**What you have to do**:
Check which lines of the entries that follow hold "chair", then give the number of those lines and nothing more.

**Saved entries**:
-------

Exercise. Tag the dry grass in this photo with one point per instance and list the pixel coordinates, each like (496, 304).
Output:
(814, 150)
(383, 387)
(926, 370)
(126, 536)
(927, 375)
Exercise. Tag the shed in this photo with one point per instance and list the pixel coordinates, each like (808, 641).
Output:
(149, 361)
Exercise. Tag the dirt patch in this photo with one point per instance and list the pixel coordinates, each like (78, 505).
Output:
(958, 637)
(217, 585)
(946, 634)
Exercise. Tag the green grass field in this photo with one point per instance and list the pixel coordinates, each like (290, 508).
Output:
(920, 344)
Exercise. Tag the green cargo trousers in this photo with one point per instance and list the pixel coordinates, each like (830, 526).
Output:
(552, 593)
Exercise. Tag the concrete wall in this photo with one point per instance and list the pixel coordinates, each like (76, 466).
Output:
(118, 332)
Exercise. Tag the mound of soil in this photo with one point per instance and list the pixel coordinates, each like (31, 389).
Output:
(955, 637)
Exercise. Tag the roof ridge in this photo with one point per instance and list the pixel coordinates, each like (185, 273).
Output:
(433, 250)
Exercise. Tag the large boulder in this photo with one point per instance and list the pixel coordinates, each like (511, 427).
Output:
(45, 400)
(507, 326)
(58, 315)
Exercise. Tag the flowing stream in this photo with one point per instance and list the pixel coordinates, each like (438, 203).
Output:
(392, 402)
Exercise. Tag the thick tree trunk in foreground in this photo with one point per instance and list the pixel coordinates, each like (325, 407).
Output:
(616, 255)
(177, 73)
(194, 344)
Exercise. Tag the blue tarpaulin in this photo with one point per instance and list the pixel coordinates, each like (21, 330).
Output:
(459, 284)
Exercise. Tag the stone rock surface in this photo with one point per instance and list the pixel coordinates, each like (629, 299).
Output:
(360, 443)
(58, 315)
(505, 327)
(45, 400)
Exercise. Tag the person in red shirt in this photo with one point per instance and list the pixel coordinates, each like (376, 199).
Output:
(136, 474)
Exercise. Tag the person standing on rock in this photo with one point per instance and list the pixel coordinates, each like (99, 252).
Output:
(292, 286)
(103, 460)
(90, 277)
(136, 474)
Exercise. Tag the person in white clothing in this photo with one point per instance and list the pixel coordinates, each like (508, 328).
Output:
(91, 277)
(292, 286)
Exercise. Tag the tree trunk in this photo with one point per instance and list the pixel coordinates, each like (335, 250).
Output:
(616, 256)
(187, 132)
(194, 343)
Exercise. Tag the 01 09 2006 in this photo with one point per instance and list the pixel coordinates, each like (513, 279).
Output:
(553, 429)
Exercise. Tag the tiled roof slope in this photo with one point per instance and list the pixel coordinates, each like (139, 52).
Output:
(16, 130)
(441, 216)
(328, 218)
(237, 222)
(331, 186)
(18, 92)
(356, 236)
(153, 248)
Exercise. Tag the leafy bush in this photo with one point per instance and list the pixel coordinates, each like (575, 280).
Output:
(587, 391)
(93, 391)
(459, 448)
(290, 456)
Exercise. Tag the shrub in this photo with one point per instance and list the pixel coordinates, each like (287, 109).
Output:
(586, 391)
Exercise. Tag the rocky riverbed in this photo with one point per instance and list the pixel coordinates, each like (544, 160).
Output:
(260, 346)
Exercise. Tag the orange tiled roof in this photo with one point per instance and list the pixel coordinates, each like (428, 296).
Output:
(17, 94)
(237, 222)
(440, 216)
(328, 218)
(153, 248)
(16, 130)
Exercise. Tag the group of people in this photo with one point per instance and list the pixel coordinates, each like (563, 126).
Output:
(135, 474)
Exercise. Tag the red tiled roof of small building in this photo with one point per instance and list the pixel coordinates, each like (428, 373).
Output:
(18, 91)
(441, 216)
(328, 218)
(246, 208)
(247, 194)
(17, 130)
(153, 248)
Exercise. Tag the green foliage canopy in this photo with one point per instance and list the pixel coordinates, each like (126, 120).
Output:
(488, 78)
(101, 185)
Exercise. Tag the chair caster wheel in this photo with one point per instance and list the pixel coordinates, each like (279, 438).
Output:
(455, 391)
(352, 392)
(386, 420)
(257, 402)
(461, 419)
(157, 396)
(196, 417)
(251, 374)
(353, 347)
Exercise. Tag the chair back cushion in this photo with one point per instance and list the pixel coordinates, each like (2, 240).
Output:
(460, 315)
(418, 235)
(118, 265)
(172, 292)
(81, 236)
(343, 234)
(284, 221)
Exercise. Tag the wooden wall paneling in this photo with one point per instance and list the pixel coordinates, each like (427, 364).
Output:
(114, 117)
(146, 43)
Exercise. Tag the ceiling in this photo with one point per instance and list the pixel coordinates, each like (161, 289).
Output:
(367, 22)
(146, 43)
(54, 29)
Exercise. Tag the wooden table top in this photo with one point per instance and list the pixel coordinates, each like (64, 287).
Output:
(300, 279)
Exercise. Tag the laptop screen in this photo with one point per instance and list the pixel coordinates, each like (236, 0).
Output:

-------

**Answer for this exercise**:
2